* _Exercise description_
Copy out the material word for word, from its first line through the line containing "x=718, y=468", both ends included.

* _Data for this exercise_
◇ ◇ ◇ ◇

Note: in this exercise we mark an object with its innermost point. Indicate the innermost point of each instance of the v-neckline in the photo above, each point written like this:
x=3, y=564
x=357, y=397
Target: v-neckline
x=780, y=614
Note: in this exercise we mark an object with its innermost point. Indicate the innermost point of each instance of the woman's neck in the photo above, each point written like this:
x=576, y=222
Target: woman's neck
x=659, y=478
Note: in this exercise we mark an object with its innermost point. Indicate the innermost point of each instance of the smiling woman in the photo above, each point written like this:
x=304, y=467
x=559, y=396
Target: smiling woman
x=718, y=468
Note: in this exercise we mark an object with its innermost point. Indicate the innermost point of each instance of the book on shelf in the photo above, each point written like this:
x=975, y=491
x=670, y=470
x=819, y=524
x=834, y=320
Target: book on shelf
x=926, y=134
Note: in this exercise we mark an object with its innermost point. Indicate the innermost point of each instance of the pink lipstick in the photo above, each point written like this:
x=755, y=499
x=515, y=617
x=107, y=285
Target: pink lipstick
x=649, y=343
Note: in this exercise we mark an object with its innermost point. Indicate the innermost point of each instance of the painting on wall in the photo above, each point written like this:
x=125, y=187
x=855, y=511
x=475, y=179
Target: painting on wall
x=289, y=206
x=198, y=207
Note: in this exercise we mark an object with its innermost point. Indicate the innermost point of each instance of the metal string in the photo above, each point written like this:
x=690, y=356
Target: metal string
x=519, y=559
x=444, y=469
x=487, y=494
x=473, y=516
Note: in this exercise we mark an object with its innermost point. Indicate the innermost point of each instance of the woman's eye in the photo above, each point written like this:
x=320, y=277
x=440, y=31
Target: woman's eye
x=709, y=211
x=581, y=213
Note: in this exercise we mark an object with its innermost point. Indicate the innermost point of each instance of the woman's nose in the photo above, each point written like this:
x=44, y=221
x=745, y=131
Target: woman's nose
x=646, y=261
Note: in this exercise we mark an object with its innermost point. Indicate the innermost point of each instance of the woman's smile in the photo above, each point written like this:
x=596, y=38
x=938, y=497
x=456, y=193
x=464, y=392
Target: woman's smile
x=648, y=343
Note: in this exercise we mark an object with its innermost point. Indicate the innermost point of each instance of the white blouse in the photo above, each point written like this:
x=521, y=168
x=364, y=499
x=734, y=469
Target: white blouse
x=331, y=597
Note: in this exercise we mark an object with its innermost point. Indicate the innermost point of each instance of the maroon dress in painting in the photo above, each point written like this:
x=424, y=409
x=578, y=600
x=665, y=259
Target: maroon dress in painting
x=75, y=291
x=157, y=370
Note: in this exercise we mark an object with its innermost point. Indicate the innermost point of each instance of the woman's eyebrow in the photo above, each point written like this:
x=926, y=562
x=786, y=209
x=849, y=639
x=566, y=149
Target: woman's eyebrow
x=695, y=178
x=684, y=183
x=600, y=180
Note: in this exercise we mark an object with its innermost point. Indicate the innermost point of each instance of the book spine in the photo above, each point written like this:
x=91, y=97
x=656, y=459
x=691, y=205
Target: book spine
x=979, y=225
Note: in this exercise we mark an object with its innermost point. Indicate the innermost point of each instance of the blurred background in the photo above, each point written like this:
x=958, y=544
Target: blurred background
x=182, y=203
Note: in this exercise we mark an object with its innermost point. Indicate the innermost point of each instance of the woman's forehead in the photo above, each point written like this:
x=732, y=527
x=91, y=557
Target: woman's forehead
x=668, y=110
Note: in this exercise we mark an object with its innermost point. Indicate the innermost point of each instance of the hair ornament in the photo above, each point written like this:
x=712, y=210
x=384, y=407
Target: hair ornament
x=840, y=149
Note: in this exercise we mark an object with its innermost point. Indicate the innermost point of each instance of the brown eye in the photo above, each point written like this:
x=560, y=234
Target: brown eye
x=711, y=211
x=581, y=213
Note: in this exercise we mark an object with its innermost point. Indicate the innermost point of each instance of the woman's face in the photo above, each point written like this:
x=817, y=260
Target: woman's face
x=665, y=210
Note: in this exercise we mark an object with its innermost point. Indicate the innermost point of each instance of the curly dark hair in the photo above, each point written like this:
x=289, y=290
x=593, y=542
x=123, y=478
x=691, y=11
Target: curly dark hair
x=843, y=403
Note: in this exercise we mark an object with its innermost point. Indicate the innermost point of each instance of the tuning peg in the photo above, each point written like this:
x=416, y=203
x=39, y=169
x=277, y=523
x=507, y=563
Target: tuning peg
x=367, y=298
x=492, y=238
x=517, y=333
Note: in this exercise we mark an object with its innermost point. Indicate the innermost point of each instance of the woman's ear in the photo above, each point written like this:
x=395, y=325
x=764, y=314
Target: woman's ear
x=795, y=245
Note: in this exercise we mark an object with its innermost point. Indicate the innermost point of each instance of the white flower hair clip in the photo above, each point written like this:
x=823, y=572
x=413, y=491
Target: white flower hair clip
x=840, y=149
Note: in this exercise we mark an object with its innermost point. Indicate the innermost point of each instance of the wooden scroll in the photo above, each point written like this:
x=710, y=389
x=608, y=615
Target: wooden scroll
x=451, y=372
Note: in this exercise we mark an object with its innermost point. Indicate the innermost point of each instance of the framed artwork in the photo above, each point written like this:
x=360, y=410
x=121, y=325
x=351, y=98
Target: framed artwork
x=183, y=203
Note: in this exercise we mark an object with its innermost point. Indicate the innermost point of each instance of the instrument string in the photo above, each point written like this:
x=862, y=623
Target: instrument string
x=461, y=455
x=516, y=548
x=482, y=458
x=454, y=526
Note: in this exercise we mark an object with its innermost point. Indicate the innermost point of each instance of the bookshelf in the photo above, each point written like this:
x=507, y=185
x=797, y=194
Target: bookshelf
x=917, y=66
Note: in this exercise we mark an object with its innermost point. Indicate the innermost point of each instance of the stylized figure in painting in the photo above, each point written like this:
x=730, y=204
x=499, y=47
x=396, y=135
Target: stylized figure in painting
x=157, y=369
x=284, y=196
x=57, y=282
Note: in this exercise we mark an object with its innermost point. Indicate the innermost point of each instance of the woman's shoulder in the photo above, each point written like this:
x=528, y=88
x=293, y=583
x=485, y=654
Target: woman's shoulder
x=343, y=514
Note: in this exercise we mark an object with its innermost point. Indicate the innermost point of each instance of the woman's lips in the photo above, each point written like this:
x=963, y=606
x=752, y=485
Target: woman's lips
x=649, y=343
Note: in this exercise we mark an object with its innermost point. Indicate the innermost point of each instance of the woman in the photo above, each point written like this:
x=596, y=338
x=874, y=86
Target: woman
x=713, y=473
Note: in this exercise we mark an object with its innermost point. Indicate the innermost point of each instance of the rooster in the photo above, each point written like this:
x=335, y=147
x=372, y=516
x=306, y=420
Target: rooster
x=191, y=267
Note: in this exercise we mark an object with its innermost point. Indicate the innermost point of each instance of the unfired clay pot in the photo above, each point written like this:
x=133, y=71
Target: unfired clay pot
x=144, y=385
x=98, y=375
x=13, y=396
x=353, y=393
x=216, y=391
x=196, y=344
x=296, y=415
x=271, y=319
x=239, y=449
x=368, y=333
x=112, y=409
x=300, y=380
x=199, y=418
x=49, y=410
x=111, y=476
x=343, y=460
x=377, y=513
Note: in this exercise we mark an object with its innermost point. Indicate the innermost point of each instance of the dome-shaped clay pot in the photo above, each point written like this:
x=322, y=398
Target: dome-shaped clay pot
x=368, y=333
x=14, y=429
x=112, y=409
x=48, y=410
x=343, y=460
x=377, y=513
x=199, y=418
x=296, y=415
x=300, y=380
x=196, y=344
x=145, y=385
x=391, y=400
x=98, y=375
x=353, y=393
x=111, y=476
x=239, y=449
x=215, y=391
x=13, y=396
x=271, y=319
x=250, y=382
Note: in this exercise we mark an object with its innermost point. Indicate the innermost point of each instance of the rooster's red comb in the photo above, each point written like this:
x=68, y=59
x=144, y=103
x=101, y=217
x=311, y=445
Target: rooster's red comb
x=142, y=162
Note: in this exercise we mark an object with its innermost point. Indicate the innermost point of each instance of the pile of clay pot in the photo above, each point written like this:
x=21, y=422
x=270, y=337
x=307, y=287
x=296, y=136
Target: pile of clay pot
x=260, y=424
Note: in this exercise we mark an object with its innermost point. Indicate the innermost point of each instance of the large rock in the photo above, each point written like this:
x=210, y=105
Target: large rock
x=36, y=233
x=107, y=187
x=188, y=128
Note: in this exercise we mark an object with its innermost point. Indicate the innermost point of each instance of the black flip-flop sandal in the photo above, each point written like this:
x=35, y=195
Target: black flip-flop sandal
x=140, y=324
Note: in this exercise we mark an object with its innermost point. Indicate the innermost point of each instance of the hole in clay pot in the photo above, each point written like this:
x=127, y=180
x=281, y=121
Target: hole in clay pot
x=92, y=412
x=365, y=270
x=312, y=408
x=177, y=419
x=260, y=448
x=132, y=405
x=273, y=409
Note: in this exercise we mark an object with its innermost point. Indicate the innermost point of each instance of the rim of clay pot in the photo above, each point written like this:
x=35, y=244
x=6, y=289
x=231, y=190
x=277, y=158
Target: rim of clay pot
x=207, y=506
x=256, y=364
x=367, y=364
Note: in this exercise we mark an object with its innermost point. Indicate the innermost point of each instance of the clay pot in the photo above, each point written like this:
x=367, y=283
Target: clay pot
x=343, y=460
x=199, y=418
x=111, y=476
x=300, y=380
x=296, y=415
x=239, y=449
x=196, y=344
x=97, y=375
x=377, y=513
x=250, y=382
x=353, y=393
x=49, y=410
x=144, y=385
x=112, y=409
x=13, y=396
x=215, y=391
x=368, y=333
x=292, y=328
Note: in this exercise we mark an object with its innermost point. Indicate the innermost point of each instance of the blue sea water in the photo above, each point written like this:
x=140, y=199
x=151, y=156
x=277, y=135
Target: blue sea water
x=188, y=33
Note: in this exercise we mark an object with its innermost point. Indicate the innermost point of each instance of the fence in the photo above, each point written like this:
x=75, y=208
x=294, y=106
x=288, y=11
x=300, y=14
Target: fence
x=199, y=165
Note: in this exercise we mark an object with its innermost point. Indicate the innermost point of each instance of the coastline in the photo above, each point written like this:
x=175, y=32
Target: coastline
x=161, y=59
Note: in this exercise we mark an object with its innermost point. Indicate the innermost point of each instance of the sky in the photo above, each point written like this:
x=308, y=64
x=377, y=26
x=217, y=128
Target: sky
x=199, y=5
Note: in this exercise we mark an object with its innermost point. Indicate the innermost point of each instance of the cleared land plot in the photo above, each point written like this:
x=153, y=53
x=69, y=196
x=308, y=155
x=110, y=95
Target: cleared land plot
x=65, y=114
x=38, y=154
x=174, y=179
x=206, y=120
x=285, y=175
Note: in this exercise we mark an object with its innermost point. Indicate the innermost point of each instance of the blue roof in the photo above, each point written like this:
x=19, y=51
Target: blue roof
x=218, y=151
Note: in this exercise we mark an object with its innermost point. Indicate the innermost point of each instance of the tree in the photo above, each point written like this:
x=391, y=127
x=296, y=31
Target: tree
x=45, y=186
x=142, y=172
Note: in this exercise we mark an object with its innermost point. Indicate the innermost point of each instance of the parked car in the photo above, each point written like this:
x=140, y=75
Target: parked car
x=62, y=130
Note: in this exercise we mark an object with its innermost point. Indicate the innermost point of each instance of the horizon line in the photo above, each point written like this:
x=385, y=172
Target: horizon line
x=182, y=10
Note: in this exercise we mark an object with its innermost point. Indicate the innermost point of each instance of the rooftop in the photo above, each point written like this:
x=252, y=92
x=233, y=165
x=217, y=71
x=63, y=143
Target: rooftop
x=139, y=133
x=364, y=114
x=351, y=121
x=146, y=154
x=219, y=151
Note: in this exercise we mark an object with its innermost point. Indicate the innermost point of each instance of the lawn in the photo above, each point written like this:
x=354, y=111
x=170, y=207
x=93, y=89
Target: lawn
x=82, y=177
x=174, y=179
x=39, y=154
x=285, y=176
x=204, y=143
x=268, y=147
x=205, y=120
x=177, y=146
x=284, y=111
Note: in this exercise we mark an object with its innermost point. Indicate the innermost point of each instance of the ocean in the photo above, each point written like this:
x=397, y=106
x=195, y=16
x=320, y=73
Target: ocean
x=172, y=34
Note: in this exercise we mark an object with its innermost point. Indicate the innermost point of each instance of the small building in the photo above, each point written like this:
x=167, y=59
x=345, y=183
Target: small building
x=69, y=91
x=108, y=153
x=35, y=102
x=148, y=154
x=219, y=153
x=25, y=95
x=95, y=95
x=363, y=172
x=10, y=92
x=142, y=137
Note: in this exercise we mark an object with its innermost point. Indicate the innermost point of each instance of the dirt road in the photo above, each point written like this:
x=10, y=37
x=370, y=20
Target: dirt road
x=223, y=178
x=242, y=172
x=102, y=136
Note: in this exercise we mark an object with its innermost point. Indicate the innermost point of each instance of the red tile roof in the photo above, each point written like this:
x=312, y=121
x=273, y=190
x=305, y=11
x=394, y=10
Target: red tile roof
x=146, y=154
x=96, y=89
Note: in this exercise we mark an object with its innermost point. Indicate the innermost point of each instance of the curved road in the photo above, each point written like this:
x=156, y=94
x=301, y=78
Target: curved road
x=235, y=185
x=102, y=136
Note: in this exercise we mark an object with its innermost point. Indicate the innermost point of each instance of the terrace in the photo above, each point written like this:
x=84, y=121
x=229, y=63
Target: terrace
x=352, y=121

◇ ◇ ◇ ◇

* _Solution_
Note: in this exercise we mark an object with its innermost point. Indicate the innermost point of each instance of the v-neckline in the photo above, each point written like this:
x=3, y=564
x=357, y=397
Target: v-neckline
x=780, y=614
Note: in this exercise we mark an object with its innermost point. Indicate the innermost point of each instance of the woman's neck in the photo above, each point written like this:
x=576, y=222
Target: woman's neck
x=659, y=478
Note: in this exercise we mark an object with its innermost point. Indicate the innermost point of each instance of the smiling woman in the photo above, each point written like this:
x=304, y=467
x=559, y=396
Target: smiling woman
x=718, y=468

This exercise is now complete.